_SOURCE EXCERPT_:
◆ ◆ ◆

Age and ultra-marathon performance - 50 to 1,000 km distances from 1969 – 2012
© Romer et al.; licensee Springer. 2014
Received: 18 September 2014
Accepted: 19 November 2014
Published: 25 November 2014
We investigated age and performance in distance-limited ultra-marathons held from 50 km to 1,000 km. Age of peak running speed and running speed of the fastest competitors from 1969 to 2012 in 50 km, 100 km, 200 km and 1,000 km ultra-marathons were analyzed using analysis of variance and multi-level regression analyses. The ages of the ten fastest women ever were 40 ± 4 yrs (50 km), 34 ± 7 yrs (100 km), 42 ± 6 yrs (200 km), and 41 ± 5 yrs (1,000 km). The ages were significantly different between 100 km and 200 km and between 100 km and 1,000 km. For men, the ages of the ten fastest ever were 34 ± 6 yrs (50 km), 32 ± 4 yrs (100 km), 44 ± 4 yrs (200 km), and 47 ± 9 yrs (1,000 km). The ages were significantly younger in 50 km compared to 100 km and 200 km and also significantly younger in 100 km compared to 200 km and 1,000 km. The age of the annual ten fastest women decreased in 50 km from 39 ± 8 yrs (1988) to 32 ± 4 yrs (2012) and in men from 35 ± 5 yrs (1977) to 33 ± 5 yrs (2012). In 100 km events, the age of peak running speed of the annual ten fastest women and men remained stable at 34.9 ± 3.2 and 34.5 ± 2.5 yrs, respectively. Peak running speed of top ten runners increased in 50 km and 100 km in women (10.6 ± 1.0 to 15.3 ± 0.7 km/h and 7.3 ± 1.5 to 13.0 ± 0.2 km/h, respectively) and men (14.3 ± 1.2 to 17.5 ± 0.6 km/h and 10.2 ± 1.2 to 15.1 ± 0.2 km/h, respectively). In 200 km and 1,000 km, running speed remained unchanged. In summary, the best male 1,000 km ultra-marathoners were ~15 yrs older than the best male 100 km ultra-marathoners and the best female 1,000 km ultra-marathoners were ~7 yrs older than the best female 100 km ultra-marathoners. The age of the fastest 50 km ultra-marathoners decreased across years whereas it remained unchanged in 100 km ultra-marathoners. These findings may help athletes and coaches to plan an ultra-marathoner’s career. Future studies are needed on the mechanisms by which the fastest runners in the long ultra-marathons tend to be older than those in shorter ultra-marathons.

◆ ◆ ◆

_DATA SUPPLIED_:
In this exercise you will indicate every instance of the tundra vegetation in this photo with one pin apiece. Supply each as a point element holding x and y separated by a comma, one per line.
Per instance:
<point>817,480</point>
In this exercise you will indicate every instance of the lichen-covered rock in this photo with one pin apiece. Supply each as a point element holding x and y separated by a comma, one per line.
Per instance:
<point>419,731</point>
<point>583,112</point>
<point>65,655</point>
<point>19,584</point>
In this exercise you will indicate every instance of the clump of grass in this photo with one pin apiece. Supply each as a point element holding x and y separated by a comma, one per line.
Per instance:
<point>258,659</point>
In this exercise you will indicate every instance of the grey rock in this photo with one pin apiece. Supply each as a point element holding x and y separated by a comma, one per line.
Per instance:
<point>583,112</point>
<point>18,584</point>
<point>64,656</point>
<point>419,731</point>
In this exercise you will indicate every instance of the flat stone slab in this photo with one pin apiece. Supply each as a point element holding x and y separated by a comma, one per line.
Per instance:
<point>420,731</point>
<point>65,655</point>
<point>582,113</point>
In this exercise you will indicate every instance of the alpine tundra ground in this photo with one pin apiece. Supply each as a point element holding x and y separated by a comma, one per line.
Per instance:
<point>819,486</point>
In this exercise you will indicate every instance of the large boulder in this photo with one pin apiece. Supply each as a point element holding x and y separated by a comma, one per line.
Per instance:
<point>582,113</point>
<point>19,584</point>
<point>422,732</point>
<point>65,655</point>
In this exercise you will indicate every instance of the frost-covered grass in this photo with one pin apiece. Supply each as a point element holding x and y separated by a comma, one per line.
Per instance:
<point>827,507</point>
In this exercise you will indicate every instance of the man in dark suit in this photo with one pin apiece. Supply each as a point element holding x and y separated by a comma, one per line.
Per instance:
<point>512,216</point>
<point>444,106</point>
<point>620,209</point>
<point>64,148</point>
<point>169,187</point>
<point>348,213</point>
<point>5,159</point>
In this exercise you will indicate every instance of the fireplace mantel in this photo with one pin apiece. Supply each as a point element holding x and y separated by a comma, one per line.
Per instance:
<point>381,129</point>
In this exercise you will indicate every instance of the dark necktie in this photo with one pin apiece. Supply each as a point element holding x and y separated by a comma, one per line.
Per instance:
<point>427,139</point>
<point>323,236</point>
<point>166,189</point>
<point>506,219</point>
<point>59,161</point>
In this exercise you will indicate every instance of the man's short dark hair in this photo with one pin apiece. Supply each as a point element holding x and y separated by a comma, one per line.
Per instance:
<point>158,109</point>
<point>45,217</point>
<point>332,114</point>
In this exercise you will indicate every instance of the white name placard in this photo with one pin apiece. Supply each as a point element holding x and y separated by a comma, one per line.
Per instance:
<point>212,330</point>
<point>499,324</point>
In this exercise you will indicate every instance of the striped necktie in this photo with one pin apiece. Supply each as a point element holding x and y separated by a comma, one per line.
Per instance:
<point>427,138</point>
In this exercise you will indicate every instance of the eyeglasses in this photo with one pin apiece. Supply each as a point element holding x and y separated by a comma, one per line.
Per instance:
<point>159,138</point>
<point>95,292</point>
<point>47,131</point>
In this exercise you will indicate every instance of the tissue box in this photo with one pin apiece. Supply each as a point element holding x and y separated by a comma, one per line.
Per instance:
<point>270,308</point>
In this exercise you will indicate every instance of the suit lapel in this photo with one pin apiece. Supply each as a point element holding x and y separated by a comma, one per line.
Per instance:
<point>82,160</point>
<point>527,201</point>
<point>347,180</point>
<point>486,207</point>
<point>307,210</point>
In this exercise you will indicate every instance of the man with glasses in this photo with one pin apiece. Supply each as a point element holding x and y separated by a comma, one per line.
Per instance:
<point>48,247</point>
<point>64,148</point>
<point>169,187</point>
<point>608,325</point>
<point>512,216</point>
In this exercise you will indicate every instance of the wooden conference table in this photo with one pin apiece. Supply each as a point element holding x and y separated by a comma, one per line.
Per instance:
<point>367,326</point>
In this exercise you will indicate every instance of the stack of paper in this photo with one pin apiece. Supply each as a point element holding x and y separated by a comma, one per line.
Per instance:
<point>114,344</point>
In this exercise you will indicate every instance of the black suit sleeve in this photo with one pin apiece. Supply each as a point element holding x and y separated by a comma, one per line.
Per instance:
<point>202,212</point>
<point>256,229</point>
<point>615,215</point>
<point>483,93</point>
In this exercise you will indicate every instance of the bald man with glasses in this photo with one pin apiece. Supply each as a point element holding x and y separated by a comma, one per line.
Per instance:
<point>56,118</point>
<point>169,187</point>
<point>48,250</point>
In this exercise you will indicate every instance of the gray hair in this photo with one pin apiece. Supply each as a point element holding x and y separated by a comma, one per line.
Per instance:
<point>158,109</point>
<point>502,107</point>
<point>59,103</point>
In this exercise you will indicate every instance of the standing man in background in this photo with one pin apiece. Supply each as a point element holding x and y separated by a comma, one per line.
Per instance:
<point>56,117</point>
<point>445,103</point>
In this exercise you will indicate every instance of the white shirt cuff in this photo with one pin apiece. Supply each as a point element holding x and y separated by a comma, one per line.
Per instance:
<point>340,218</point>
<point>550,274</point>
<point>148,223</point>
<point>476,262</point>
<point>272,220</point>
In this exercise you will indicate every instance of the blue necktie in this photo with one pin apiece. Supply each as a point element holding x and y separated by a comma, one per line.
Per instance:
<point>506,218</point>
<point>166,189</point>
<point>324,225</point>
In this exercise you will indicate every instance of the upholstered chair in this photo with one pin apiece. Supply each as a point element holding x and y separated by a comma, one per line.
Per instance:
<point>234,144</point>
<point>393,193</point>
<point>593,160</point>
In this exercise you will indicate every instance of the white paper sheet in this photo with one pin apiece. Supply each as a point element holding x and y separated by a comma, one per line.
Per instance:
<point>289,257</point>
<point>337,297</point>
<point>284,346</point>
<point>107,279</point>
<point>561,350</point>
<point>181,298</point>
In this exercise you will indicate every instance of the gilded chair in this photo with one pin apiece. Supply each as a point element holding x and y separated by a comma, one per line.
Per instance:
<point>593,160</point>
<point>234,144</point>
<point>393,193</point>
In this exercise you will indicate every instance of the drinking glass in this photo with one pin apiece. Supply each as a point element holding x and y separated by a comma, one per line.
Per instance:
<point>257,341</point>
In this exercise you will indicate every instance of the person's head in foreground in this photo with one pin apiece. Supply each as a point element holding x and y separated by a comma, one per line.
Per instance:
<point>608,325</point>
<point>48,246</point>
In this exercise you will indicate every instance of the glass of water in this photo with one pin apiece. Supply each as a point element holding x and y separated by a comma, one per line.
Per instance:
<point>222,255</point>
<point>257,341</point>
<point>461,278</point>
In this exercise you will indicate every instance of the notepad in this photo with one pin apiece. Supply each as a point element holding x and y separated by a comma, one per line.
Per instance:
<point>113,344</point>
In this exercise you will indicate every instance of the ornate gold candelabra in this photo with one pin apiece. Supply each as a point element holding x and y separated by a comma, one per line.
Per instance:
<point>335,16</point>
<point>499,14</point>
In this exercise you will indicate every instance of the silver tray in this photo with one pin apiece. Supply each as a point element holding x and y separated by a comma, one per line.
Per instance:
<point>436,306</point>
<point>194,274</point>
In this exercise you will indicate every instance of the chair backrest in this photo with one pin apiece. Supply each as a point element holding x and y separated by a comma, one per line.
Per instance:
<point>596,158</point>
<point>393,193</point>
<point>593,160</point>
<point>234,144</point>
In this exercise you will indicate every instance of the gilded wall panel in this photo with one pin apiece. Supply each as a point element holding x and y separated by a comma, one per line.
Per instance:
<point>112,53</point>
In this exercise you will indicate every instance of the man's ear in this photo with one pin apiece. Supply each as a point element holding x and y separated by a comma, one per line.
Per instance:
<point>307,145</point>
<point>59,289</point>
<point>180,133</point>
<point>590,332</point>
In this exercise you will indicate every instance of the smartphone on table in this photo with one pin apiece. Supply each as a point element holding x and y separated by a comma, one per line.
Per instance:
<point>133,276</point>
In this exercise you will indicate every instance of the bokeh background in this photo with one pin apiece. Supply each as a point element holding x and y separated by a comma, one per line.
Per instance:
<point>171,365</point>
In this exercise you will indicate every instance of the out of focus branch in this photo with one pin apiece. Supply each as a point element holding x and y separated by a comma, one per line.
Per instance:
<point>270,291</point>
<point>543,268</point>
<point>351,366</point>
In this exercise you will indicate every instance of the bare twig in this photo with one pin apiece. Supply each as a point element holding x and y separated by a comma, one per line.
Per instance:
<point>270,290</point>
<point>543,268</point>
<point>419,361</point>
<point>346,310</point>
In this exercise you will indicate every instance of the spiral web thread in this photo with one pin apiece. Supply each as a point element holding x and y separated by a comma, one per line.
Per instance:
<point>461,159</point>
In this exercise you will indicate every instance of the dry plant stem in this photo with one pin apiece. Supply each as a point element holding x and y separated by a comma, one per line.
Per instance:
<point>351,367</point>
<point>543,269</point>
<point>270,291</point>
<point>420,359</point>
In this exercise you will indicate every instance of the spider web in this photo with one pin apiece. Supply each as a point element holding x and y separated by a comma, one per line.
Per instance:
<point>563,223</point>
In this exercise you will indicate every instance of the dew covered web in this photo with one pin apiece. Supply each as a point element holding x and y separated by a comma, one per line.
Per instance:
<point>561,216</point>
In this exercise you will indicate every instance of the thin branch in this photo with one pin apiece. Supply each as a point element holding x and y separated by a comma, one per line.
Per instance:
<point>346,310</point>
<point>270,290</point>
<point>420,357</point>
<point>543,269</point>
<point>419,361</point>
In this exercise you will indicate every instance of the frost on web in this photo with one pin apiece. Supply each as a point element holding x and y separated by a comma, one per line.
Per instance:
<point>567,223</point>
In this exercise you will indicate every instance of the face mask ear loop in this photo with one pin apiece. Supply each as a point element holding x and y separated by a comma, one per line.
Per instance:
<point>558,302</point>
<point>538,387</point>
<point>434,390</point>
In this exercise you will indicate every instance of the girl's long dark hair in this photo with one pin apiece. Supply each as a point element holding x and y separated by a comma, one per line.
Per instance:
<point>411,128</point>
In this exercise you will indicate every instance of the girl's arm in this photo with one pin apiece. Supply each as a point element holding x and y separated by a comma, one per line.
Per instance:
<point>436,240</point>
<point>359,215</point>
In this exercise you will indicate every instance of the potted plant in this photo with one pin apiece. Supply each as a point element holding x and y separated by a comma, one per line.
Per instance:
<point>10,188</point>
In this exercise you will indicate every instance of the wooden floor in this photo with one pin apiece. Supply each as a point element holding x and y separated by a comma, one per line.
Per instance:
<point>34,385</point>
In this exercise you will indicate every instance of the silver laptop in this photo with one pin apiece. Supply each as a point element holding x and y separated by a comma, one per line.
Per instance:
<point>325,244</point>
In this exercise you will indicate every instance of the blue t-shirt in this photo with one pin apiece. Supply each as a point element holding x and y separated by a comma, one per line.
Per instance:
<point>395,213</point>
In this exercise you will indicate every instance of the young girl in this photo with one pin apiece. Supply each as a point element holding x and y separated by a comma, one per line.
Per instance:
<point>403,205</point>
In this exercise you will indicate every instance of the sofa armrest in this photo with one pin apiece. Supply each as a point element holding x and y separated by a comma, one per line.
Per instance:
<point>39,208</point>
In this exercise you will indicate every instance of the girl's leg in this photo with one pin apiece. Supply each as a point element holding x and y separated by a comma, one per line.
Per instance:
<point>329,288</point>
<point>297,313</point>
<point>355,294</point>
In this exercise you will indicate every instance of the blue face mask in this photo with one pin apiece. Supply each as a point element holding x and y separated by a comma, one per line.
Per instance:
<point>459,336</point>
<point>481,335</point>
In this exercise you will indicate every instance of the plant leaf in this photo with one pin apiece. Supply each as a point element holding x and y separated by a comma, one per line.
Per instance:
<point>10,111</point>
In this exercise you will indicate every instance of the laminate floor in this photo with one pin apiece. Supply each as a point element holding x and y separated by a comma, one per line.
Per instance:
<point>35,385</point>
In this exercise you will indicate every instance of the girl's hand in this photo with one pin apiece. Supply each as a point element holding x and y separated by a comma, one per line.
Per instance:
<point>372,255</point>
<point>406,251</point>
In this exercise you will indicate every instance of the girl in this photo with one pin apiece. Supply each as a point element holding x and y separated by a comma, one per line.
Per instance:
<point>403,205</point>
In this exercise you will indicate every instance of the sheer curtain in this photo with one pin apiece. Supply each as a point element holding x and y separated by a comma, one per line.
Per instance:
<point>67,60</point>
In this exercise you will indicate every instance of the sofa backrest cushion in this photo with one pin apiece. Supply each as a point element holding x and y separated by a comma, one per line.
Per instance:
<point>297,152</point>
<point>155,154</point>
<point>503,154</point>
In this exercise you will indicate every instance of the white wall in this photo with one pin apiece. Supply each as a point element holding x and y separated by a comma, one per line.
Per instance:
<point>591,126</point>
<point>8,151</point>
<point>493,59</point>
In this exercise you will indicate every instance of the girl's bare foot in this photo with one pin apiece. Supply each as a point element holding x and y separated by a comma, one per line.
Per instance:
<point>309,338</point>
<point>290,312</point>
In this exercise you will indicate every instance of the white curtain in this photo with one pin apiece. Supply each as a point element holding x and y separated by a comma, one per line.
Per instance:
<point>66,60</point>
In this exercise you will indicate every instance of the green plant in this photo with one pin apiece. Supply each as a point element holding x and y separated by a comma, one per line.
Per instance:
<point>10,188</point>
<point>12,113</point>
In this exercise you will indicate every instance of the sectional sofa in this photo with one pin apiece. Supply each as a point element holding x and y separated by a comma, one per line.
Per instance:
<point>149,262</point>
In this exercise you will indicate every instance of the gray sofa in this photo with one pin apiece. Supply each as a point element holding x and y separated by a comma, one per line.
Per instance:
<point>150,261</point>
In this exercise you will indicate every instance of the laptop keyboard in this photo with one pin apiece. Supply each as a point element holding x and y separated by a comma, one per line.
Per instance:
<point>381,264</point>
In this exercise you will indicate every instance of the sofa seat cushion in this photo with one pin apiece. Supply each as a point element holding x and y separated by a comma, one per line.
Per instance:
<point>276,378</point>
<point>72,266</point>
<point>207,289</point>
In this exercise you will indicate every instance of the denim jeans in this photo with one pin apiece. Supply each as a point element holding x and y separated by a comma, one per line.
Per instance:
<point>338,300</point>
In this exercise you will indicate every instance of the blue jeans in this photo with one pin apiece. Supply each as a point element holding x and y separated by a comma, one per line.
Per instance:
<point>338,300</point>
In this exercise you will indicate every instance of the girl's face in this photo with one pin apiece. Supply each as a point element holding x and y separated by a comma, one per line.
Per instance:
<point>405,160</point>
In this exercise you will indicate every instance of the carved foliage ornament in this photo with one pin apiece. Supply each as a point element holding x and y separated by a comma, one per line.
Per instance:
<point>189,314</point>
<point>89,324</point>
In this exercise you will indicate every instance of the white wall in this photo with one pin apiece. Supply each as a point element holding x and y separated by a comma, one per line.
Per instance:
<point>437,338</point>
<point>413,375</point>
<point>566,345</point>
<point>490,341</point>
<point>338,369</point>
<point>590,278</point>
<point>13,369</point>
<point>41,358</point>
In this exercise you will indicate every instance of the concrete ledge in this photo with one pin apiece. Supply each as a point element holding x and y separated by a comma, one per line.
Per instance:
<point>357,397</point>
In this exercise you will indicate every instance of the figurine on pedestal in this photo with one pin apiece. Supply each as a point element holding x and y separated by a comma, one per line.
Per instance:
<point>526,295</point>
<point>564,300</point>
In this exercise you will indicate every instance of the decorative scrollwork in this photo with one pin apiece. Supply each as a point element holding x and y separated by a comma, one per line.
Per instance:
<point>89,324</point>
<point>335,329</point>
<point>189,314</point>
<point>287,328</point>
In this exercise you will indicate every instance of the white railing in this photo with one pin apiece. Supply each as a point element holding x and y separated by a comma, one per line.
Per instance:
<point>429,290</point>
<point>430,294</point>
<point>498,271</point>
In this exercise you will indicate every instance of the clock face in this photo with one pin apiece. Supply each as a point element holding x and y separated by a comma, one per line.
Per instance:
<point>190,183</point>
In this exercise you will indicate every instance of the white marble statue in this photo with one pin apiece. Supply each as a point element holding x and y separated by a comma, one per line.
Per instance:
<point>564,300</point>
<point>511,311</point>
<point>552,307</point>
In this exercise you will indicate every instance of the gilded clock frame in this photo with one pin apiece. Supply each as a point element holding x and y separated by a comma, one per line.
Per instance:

◆ ◆ ◆

_WHAT THE TASK ASKS_:
According to the ultra-marathon abstract, what was the age of the ten fastest men ever in 1,000 km races?

_WRITTEN SOLUTION_:
47 ± 9 years.